> _Problem to work on_: Only the pictures are to be left out; write out the rest of the data exactly.

Extracted data entries
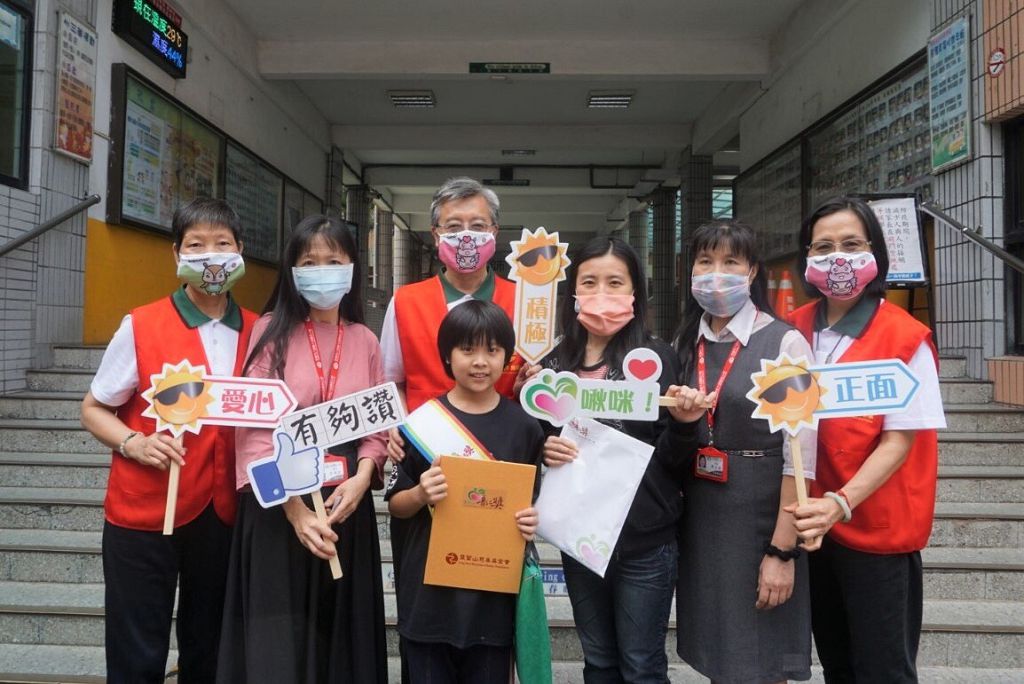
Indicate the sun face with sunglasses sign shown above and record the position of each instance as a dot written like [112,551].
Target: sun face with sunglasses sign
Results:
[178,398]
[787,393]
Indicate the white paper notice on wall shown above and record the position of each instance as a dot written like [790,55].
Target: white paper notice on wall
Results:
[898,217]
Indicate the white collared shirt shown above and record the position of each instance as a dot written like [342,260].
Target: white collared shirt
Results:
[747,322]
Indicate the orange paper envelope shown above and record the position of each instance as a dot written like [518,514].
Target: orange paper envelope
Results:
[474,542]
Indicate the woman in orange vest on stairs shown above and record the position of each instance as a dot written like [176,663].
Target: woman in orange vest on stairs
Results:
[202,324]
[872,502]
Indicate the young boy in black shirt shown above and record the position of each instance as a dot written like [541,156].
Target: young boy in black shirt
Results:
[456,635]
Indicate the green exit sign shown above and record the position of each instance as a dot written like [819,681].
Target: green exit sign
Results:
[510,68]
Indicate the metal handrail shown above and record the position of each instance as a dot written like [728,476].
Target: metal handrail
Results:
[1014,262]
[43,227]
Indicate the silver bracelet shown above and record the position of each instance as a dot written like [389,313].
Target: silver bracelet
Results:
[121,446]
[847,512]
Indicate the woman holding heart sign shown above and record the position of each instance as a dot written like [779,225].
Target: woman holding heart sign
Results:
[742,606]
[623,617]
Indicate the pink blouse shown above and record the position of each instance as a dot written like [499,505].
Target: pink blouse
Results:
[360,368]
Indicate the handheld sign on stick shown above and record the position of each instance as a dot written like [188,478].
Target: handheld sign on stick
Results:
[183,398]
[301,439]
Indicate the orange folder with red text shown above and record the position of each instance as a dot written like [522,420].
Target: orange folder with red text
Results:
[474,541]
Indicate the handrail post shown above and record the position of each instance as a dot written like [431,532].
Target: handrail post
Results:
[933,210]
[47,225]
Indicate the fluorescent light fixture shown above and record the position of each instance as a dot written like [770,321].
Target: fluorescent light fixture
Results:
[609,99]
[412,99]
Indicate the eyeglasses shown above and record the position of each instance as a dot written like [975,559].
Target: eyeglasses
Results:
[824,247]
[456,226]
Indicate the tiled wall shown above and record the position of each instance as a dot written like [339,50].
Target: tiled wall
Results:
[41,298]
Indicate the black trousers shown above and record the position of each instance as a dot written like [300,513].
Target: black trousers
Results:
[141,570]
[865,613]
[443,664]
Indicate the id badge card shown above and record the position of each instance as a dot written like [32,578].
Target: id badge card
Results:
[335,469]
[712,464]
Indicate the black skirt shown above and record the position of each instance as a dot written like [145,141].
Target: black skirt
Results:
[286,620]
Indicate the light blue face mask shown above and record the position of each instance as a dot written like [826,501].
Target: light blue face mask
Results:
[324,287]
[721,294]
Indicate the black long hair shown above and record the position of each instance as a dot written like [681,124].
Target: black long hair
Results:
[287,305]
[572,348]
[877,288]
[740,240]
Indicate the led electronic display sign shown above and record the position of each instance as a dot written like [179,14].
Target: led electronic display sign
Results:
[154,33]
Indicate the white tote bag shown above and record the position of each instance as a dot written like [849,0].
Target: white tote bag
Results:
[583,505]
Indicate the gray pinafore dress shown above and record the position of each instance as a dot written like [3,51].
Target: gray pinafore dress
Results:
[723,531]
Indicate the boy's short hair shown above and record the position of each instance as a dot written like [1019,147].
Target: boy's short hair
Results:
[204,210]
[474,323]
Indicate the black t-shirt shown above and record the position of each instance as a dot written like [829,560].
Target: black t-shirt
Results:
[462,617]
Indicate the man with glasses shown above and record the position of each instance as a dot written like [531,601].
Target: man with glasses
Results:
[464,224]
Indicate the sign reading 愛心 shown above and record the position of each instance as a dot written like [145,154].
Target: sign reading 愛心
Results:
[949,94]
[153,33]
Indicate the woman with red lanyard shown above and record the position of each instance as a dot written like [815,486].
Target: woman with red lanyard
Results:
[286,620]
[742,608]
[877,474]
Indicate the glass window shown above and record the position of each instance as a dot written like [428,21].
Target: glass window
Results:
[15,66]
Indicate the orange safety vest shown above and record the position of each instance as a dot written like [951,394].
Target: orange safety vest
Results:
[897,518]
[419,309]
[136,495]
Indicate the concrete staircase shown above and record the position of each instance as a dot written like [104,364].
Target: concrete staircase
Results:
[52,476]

> _Result of the task_:
Indicate the sun face with sunglasses sign shown above and record the position of each instance as a dot written like [112,551].
Target: sun face with sunglasses sign
Results:
[178,398]
[787,393]
Indicate the white paper notice on wall shown above and record the position of each instance as a dot written like [790,55].
Target: white paper notice on wall
Results:
[898,217]
Indicate the white collared shirt shown above and record the position of each instance as a dot written like [342,260].
Target: white collared shirt
Results:
[747,322]
Indicate the orange paper envelope shown above and record the position of each instance as a dot written like [518,514].
Target: orange paper envelope
Results:
[474,542]
Indicate the woman in orange vest on stairs shown above and record the position of each instance as a dot written like [176,663].
Target: woman in orange vest on stairs
Results:
[202,324]
[872,502]
Indicate the young boy in black shirt shown above and record the position of each instance as a dot written like [541,156].
Target: young boy in black shirt
Results:
[456,635]
Indicate the green exit sign shown above and record the position of each instance as a dot written like [819,681].
Target: green exit sign
Results:
[510,68]
Indicate the metal handrail shown above and record the position of each instance as a dot written like [728,476].
Target: metal handrail
Results:
[1014,262]
[43,227]
Indicate the silver bracelet shown above and record the position of each instance as a dot written like [389,313].
Target: silver bracelet
Results:
[121,446]
[847,512]
Indicate the woman holding heart sign shown above and record the position of each instance as a dot written like [779,225].
Target: woman holding heart sign
Results:
[742,606]
[623,617]
Indicate the pink blouse shown above and record the position of each instance as a dot written like [499,505].
Target: pink blouse
Results:
[360,368]
Indicate the handheld sign on stick shown above and record the position of each instance as a dot written like [188,478].
Target: handheld sign on stick
Results:
[183,398]
[301,439]
Indicate the orange folder with red text shown above and record the position of each instance as a dot written like [522,420].
Target: orange folder with red text
Results:
[474,541]
Indicate the handrail post shown above and record the position of each instance as a dot written like [431,532].
Target: handrail post
Results:
[933,210]
[47,225]
Indicate the fluorescent light fixture shown above and record the position of each instance as a dot written like [770,321].
Target: fluorescent light fixture
Results:
[609,99]
[412,99]
Indicate the eyeglasses shown above and record the position of each instance as a dot written like [975,559].
Target: eyeglasses
Results:
[824,247]
[456,226]
Indicate the tiled wall shown above and record the position of each instance as a dot written like [339,50].
Target: tiled wall
Results:
[41,298]
Indicate the black trousers shown above and record the position of each instance as a dot written like [300,513].
Target: black trousers
Results:
[141,570]
[865,613]
[443,664]
Indicate the id badge card shown above and record the position of each instance as a dot written like [32,578].
Target: id badge card
Results:
[335,469]
[712,464]
Indicate the black skirt shown above and record the position of each instance as a dot written like [145,141].
Target: black skirt
Results:
[286,620]
Indicate the light blue face mask shown above and record the position of each instance as a dot written like [826,501].
Target: light blue face mask
Results:
[324,287]
[721,294]
Indicate the black long hair shown above and record the position of each instance as a dot written like [681,124].
Target: black long hair
Results:
[287,305]
[572,348]
[877,288]
[740,240]
Indicate the led electronic display sign shown above and record the position of each instance as a dot written like [179,14].
Target: led electronic display sign
Results:
[154,33]
Indicate the white tote bag shown above and record the position of each instance as a dot written like [849,0].
Target: white tote bag
Results:
[583,505]
Indicate the gray pinafore dress shown above and record the position of each instance as a dot written like [3,51].
Target: gray pinafore dress
Results:
[723,531]
Indicate the boy's short hair shown above and record the position of each instance as a dot written like [1019,147].
Target: boy's short hair
Results:
[204,210]
[474,323]
Indicate the black t-shirt shown above and record the position of each instance as a dot written like [829,560].
Target: black t-shirt
Results:
[462,617]
Indicate the man with glasses shown above and record the position of each instance as a dot written like [531,601].
Target: man with glasses
Results:
[464,224]
Indicate the sign reading 愛心 shown above and record the position of each instance as a dot written like [145,154].
Target: sign reading 愛心
Results:
[949,94]
[153,33]
Indicate the woman with red lanyard shown above and record the position of each instance as a dot written like [815,486].
Target: woman with red lanyard
Results:
[286,620]
[742,608]
[877,474]
Indicate the glass window shown above and record the position of each instance as a dot written like [428,21].
Target: glass window
Results:
[15,66]
Indicate the orange safety vest shown above and record the position of each instance as a dot written like [951,394].
Target: orange safety vest
Results:
[897,518]
[419,309]
[136,495]
Indicate the concrete staircase shown above and record the position of each instance as a dot written like [104,364].
Target: concrete staircase
Results:
[52,476]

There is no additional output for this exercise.